Did I ask you for a son, my lord?’ she said. ‘Didn’t I tell you, “Don’t raise my hopes”’” (2 Kings 4:28, NIV)?* The words of that desperate mother to the prophet Elisha touch my heart - strings. Her vexation rattles my mind as I think of both the blessing of children and the landscape of threat surrounding them.
“Dystopian,” and “post apocalyptic” are two words I’ve come to use more often lately. And let’s be honest, I never used them before, but now I find they apply to so many of the movies, shows, and books I’ve noticed lately.
“Post apocalyptic” is what follows an event that spells the total destruction of life as we know it. “Dystopian,” unlike utopian society, is drear, dark, unpromising, and “characterized by human misery . . .”
The Hunger Games and similar works explore that dark side of our imaginative future. I remember listening to a critic berate Hunger Games author Suzanne Collins for not adequately—in her opinion—addressing the ethical considerations of having children fight to the death for their survival. It was too dark, she said. It is dark, I thought. In the weeks following, I watched as the Hunger Games signature mocking jay pins showed upon kid’s lapels and backpacks after they saw the movie or read the book. Why such a dark fascination with life like this? Then I remembered my children’s frame of reference.
I had swayed with my baby girl on my hip when in 1999, as we rang in the new year with friends and family, I wondered if the fateful stroke of midnight would mean global calamity because of the feared “millennium bug.” Massive computer systems could have crashed at Y2K they told us.
Later I clutched my infant son while I stood transfixed in front of the television. First there was smoke, then fire, massive collapse, and then dusty ruins. Where would I run with a baby in tow? I wondered that Tuesday morning in September.
☆ ☆ ☆ ☆
> TASK REQUIREMENTS:
Please continue the essay about raising children amid fears of catastrophe, starting after its last sentence.

> INFORMATION PROVIDED:
☆ ☆ ☆ ☆
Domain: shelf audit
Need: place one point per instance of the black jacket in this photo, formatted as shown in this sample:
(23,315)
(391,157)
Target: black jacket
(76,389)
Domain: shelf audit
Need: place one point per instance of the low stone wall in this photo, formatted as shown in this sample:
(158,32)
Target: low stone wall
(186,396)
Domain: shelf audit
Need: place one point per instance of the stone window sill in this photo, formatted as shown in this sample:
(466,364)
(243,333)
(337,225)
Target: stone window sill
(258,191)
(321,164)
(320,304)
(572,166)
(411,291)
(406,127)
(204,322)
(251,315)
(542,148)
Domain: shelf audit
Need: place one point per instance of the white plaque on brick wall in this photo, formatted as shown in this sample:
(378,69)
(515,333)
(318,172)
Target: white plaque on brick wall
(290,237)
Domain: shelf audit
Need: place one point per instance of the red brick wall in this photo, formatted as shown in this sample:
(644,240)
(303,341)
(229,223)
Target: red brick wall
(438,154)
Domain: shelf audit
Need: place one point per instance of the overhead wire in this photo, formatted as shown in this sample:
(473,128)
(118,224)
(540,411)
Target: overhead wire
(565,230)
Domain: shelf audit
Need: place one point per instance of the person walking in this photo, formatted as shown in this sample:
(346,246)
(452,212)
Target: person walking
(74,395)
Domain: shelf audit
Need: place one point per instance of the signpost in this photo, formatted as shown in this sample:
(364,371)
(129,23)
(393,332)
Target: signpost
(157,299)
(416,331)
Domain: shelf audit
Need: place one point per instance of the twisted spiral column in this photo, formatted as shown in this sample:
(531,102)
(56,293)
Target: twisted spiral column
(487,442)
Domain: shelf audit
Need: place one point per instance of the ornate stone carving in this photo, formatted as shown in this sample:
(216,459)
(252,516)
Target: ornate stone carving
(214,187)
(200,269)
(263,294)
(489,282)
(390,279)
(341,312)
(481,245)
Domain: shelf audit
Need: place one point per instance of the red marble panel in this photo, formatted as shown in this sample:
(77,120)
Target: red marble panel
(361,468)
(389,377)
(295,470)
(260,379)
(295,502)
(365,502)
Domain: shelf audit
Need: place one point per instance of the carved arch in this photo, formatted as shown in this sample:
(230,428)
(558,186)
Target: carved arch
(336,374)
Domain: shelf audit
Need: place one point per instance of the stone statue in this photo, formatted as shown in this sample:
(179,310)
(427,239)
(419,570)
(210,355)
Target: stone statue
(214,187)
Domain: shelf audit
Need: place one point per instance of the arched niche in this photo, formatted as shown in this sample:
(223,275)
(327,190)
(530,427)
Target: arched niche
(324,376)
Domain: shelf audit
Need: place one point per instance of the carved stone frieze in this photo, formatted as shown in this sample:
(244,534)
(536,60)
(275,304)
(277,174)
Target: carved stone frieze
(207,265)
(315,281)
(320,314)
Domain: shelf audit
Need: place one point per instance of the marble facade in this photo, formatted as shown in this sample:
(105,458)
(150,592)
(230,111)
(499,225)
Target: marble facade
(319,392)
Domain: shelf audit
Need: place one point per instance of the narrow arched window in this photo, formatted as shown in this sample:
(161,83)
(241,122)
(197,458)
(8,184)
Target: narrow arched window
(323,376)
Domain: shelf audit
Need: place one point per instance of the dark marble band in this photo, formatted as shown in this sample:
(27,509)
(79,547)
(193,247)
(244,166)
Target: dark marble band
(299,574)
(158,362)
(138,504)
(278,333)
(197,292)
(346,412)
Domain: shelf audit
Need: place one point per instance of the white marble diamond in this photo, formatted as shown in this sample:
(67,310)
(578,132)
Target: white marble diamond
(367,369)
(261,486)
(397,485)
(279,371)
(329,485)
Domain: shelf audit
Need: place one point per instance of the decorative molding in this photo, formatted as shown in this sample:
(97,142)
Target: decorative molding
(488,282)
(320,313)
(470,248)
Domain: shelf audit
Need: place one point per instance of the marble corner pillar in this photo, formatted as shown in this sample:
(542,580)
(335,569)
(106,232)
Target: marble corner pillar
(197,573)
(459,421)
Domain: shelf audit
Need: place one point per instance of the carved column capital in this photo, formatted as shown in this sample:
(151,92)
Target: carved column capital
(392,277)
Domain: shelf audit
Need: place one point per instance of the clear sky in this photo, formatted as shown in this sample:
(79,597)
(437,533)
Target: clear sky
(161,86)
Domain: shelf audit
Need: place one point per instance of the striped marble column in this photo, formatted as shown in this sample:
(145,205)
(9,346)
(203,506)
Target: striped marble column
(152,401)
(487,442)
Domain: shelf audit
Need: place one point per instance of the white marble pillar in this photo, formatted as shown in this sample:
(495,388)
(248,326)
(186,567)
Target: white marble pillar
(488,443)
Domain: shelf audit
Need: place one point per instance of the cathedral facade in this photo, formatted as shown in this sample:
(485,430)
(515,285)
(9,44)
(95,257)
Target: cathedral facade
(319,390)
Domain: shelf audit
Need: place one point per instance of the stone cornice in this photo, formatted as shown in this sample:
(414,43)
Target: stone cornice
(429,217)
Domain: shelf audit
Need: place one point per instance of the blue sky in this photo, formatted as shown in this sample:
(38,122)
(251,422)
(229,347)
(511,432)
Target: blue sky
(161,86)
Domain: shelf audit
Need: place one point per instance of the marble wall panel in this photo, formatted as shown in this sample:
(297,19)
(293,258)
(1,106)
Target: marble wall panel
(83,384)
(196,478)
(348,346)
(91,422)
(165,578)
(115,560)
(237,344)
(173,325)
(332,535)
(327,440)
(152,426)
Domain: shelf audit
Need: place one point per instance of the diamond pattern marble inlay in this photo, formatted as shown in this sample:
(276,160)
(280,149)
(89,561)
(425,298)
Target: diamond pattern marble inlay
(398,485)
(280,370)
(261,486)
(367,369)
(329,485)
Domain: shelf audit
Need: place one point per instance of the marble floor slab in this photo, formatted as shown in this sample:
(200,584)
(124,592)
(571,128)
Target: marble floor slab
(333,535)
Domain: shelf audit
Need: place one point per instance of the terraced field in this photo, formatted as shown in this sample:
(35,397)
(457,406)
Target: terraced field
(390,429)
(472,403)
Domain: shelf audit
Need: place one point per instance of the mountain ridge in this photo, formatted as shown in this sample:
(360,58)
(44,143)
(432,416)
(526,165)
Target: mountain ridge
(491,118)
☆ ☆ ☆ ☆
> YOUR RESPONSE:
Then, just as life seemed safer, and with my youngest child resting peacefully on my lap, I watched a young father holding a tiny baby dressed in pink. He stood stranded in the humid sky, atop the Danziger Bridge. Cradling her in both hands, he raised her high above his head for the news helicopters, and screamed. “We need formula! We need diapers!” She was only a few days old, born on the eve of Hurricane Katrina.
Things can get a little dark around here. Young and old alike recognize that. Crisis dumbs down for no one. There’s no happy meal version of the horrors so many around the world experience in childhood: slavery, abandonment, decimating disease, poverty, rape, incest, and genocide.
I don’t care how well your senses are tuned, instincts activated, and your protective nature enabled; there is only so much a parent can do in a time of crisis. What you can ensure is that as the young people you know wrap their minds around the times, they do so with the knowledge that God has a purpose for them that transcends this life.
What you can do is teach them that your fierce protection and dogged pursuit of their well-being is you trying to act on God’s love for them.
What you can teach them is that while other people may imagine—and some may try to bring about—human annihilation, the future God has for them is actually bright. It’s not dark.